> Written instruction
Write out all the data below again, requests included but pictures left out, and move every answer point by adding -44 to each of its coordinates. Leave the numbers in the requests and their sample points as they are.

> Stored rows
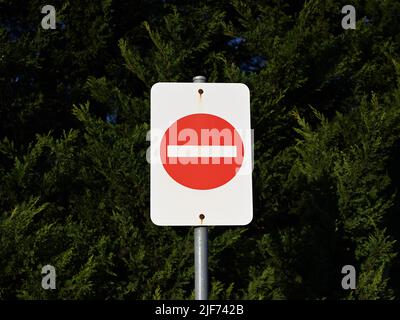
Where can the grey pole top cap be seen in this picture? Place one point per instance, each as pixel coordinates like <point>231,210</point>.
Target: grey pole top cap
<point>199,79</point>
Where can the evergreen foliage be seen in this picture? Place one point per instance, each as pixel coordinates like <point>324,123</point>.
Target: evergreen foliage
<point>74,117</point>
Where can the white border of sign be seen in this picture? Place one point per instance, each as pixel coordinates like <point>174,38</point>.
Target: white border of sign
<point>172,204</point>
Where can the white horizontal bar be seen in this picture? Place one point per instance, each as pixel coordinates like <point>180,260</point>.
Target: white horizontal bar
<point>201,151</point>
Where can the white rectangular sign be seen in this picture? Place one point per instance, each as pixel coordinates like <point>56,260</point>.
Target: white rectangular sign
<point>201,154</point>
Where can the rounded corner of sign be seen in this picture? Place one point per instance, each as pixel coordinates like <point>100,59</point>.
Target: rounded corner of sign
<point>248,221</point>
<point>155,86</point>
<point>155,221</point>
<point>245,87</point>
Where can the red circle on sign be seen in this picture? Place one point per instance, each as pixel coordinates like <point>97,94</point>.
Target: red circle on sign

> Problem solution
Where can the grey pole top cap be seen in this picture? Place one point per instance, each as pixel coordinates like <point>231,210</point>.
Target: grey pole top cap
<point>155,35</point>
Where can the evergreen foliage be seen in this picture? Place one point per instance, each as pixel coordinates like <point>324,123</point>.
Target: evergreen foliage
<point>30,73</point>
Where can the white border of sign be seen in this picture? Place one point per instance, each as pixel coordinates like <point>174,38</point>.
Target: white border of sign
<point>128,160</point>
Where can the white horizontal bar be seen in this picture? Place one point per instance, each as pixel coordinates like <point>180,260</point>.
Target: white horizontal bar
<point>157,107</point>
Where can the white rectangular sign be seen in this picture? Place one point per instance, each as pixel coordinates like <point>56,260</point>.
Target: white rectangular sign
<point>157,110</point>
Where can the rounded corner of sign be seen in this picture? Place one point per instance, each as pixel coordinates like <point>100,59</point>.
Target: rounded corner of sign
<point>204,177</point>
<point>111,42</point>
<point>111,177</point>
<point>201,43</point>
Where can the red circle on sign be seen in this picture? Place one point per instance, each as pixel coordinates like <point>97,94</point>.
Target: red circle on sign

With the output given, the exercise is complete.